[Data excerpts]
****************************************
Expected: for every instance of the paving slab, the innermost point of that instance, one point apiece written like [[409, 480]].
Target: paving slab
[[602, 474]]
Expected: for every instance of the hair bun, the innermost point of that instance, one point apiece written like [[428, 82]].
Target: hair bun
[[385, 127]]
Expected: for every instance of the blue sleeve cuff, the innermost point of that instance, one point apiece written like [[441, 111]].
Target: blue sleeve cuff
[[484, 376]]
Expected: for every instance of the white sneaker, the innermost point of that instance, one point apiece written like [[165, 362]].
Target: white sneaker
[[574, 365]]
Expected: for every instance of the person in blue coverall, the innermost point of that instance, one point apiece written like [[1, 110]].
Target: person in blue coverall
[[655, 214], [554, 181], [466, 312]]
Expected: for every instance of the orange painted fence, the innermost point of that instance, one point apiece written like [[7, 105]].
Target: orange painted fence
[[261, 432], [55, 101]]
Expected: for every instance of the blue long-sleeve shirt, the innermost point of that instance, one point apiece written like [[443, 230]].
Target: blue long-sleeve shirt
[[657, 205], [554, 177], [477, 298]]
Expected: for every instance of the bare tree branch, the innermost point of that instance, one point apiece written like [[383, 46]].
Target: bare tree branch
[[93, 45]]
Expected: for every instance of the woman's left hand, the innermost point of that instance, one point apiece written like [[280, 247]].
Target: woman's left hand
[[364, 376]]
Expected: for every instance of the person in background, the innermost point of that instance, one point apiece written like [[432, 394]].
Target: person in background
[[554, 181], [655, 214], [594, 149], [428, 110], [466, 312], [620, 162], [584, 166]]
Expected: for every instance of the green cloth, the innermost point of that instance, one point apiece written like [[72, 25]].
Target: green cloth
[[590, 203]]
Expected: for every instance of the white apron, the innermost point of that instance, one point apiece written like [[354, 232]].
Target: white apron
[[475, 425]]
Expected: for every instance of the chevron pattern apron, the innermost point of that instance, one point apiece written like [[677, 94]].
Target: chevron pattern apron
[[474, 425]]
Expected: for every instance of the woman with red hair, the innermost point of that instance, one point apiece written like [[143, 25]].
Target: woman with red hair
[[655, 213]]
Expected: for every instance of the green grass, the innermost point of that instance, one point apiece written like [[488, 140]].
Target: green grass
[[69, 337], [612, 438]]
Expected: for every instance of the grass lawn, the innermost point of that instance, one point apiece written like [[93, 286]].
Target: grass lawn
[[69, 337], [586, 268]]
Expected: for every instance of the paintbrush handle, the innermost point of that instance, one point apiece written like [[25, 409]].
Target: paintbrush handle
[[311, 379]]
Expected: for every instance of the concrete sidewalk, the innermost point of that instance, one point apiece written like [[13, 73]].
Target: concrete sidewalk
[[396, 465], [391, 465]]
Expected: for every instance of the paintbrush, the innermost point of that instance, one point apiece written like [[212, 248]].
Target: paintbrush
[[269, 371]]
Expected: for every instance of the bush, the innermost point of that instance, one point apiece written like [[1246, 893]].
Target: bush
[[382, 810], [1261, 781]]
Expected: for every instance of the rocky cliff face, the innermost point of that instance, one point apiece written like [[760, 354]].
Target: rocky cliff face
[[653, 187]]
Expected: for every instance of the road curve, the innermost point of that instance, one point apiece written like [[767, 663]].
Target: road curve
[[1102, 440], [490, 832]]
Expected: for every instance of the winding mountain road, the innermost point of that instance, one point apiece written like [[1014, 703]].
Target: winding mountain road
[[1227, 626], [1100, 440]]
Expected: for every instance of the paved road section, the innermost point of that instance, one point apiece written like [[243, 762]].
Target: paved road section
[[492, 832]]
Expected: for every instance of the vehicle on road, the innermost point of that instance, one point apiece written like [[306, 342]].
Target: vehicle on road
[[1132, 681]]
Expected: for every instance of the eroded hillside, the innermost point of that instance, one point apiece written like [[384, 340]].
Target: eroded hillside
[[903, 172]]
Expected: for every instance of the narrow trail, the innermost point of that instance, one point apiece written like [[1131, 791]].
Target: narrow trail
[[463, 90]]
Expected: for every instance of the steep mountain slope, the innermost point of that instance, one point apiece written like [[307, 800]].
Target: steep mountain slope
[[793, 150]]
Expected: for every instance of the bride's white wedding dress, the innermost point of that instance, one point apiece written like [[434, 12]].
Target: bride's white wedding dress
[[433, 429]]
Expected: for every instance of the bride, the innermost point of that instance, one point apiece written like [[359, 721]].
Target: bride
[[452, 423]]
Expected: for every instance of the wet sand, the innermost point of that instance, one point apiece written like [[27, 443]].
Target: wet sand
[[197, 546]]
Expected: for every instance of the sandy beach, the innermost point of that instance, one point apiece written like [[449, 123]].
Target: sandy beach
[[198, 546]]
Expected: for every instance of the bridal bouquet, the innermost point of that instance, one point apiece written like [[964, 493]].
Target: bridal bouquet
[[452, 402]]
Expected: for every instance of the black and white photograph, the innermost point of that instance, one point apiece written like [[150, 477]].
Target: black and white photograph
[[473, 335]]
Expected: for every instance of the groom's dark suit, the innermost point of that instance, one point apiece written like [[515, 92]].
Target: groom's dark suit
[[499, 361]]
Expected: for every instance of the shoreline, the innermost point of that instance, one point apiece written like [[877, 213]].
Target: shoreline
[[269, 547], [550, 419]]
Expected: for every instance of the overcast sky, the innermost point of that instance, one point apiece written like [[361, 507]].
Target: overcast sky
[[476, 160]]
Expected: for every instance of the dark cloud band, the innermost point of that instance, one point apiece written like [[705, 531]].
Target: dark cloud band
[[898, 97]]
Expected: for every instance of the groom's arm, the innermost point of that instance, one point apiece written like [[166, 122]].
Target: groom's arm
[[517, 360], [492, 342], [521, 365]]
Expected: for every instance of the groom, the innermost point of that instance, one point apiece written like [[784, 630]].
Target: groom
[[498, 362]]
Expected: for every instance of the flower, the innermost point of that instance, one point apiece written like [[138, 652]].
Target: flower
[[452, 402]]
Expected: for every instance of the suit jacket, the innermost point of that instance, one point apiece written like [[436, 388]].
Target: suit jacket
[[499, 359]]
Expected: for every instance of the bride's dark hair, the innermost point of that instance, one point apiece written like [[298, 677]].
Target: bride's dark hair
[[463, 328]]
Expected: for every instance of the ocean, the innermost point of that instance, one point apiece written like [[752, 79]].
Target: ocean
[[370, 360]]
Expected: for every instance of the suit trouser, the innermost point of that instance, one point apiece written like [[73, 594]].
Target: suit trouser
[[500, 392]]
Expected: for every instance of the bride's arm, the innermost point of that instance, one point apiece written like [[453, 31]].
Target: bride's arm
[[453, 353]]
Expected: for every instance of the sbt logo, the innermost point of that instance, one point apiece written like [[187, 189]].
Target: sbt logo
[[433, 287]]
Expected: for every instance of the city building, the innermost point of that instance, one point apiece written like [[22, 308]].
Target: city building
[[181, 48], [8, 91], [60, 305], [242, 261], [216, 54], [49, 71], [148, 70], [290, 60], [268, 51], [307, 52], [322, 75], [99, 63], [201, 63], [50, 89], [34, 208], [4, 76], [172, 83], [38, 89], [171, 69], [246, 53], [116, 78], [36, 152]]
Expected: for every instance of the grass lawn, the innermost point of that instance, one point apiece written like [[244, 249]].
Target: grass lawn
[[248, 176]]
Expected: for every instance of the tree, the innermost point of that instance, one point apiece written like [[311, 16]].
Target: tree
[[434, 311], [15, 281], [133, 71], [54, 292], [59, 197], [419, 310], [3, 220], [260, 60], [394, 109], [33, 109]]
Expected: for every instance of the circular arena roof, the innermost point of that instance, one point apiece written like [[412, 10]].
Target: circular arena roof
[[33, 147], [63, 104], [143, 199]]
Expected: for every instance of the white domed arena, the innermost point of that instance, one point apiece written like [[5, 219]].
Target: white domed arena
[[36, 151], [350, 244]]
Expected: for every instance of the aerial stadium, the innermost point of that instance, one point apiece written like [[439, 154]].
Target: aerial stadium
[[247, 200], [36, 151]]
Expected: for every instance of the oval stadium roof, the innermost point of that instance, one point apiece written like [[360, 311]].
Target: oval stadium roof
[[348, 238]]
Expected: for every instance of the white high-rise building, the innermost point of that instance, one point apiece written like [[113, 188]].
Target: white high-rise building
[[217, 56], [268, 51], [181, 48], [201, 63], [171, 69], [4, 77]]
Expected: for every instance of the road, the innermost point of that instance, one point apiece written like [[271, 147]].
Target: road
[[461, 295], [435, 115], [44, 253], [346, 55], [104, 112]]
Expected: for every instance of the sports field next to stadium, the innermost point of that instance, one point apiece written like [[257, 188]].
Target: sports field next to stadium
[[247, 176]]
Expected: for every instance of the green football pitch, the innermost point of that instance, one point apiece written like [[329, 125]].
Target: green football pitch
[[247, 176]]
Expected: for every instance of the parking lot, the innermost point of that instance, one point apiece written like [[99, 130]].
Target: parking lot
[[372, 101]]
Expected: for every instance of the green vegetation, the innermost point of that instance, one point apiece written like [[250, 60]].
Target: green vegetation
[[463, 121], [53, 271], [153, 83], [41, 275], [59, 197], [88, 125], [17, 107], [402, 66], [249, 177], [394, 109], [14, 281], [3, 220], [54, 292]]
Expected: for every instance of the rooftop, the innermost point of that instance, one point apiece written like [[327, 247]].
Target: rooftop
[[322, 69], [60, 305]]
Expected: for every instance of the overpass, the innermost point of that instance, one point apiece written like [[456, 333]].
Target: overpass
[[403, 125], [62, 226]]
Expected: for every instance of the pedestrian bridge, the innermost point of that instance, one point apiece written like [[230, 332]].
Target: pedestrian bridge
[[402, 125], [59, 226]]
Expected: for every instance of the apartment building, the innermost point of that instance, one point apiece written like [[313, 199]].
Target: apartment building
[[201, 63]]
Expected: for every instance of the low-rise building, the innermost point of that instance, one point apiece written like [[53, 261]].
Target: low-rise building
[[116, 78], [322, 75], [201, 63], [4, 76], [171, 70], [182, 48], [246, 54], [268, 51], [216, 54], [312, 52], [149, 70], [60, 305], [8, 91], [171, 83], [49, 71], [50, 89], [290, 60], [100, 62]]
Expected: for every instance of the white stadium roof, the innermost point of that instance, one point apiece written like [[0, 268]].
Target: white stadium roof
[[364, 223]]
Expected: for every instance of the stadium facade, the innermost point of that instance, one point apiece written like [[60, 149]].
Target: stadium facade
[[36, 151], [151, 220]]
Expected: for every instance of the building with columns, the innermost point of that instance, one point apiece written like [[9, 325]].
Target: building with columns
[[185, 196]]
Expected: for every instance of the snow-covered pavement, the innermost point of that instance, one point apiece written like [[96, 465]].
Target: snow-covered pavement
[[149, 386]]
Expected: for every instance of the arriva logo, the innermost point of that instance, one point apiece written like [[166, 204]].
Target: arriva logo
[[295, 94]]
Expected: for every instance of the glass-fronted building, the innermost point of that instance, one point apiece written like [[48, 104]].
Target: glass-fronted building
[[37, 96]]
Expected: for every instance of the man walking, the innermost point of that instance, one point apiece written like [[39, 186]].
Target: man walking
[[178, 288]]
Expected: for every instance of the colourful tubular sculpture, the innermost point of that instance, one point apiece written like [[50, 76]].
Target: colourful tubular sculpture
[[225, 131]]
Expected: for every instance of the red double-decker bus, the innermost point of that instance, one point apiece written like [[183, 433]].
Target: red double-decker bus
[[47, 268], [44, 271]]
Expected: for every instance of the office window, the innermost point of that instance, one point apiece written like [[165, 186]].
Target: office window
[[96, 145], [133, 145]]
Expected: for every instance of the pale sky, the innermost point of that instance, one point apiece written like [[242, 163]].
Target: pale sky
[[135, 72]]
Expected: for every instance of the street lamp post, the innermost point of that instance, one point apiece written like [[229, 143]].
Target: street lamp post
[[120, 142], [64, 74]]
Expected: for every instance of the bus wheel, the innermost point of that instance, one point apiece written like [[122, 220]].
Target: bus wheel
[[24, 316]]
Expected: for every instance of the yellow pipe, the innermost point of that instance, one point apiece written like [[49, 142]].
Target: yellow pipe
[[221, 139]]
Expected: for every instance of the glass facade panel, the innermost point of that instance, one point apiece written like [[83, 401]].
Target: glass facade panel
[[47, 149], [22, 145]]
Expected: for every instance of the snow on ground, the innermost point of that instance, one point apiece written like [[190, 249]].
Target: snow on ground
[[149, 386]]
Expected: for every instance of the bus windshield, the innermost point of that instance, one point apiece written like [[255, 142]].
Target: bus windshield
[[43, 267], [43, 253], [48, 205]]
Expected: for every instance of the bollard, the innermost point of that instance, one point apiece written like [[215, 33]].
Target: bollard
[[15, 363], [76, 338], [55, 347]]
****************************************
Directions.
Nothing but the lines from the one with "Expected: for every instance of the bus windshield, the" through the final line of the data above should be output, exactly as written.

Solution to the problem.
Expected: for every instance of the bus windshield, the innermost point of that instance, one point apiece written like [[255, 142]].
Target: bus windshield
[[43, 267], [43, 253], [48, 205]]
Expected: for every instance of the bollard, the innermost point of that instance, one point apiece written like [[215, 33]].
Target: bollard
[[15, 363], [76, 338], [55, 347]]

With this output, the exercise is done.